● **Source excerpt**
******
Let $\Sigma$ be a space-like hypersurface in space-time, and let $U\subset \Sigma$ be a region. If $T_{\mu\nu}$ satisfies the dominant energy condition and vanishes on $U$, then $T$ must also vanish on the space-time region $D$ composed of all points $p$ with the property that any time-like curve emanating from $p$ must intersect $U$ exactly once. $D$ is called the domain of dependence of $U$.

Roughly speaking, this captures the causality of classical events. If energy cannot flow faster than the speed of gravity by the dominant energy condition, the edge of “pure vacuum” cannot recede faster than the speed of gravity either. However, this is about as much as the dominant energy condition can say: contrary to some suppositions, the dominant energy condition does nto guarantee causality be preserved in an absolute sense: it leaves a certain loophole. We can illustrate this by a bit of science fiction.

Hawking’s theorem can be re-interpreted as the following: a signal cannot penetrate into vacuum at a speed faster than that of gravity. But can we circumvent the theorem by forcing a medium? Imagine an infinitely rigid stick that reaches from the earth to the moon. Then if I push on one end of the stick here on earth, I should be able to poke the moon instantaneously, due to infinite rigidity of the stick. The usual resolution to this problem is that, in real life, there does not exist an infinitely rigid stick. That the stick will be somewhat elastic, and the motion of my push on one end can only propagate at the speed of sound inside the stick, which in general is slower than the speed of gravity. Many people assume that the dominant energy condition rules out the infinitely rigid stick; in the paper I show that this is not the case.

In particular, I show that relativistic models of fluids and elastic matter are perfectly happy to deal with tachyonic particles if one only impose the dominant energy condition. Then if we were somehow able to fill a tube with tachyonic fluid, the tube can be used for super-luminal information transfer!

Hyperbolicity
In the sense of Hadamard, an evolutionary partial differential equation is said to be hyperbolic (or locally well-posed) if it satisfies three conditions, given some initial conditions.

1. Any reasonable initial condition leads to a reasonable solution of the equations. (Reasonableness is a fairly relaxed, mathematical condition; it has little to do with whether the initial conditions are reasonable physically.)
2. The reasonable solution is unique: the same initial condition cannot lead to two different futures.
******
● **Task instructions**
#1 Answer these questions using the text on the dominant energy condition.
(a) What is the region D called?
(b) At what speed can the motion of a push on one end of an elastic stick propagate?
(c) In the sense of Hadamard, what other term is given for a hyperbolic evolutionary partial differential equation?
#2 Translate this sentence from the text on the dominant energy condition into Spanish: "Imagine an infinitely rigid stick that reaches from the earth to the moon."
#3 Edit the passage of the text on the dominant energy condition starting with "1. Any reasonable" and going on through "are reasonable physically.)", replacing "mathematical" with "formal".
******
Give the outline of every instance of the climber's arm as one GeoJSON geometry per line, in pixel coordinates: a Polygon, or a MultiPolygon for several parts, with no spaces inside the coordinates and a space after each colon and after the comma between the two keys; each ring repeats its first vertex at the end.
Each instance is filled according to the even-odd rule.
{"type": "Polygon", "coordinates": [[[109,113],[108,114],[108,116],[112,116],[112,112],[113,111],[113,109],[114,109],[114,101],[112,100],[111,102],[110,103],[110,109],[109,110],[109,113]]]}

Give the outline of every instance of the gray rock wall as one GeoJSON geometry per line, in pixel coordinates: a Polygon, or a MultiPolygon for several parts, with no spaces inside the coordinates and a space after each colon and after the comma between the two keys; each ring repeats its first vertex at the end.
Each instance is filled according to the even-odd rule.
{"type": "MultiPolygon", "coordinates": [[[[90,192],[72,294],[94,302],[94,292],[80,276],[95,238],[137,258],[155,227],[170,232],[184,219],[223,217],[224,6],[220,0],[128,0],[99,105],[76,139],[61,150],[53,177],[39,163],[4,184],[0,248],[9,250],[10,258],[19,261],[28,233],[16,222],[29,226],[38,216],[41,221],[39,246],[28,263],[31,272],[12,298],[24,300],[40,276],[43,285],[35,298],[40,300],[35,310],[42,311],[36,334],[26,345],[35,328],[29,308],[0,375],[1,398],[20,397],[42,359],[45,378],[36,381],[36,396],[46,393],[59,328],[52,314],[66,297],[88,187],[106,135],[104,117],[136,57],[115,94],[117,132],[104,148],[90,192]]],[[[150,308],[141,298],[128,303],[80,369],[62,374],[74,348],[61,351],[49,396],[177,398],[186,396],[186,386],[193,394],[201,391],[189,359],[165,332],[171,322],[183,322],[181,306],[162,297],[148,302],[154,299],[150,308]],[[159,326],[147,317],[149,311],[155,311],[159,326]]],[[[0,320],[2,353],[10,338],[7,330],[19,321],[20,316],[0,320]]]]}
******
● **Exercise answers**
#1
(a) The domain of dependence of U.
(b) At the speed of sound inside the stick.
(c) Locally well-posed.

#2 Imagine una vara infinitamente rígida que se extiende desde la Tierra hasta la Luna.

#3
1. Any reasonable initial condition leads to a reasonable solution of the equations. (Reasonableness is a fairly relaxed, formal condition; it has little to do with whether the initial conditions are reasonable physically.)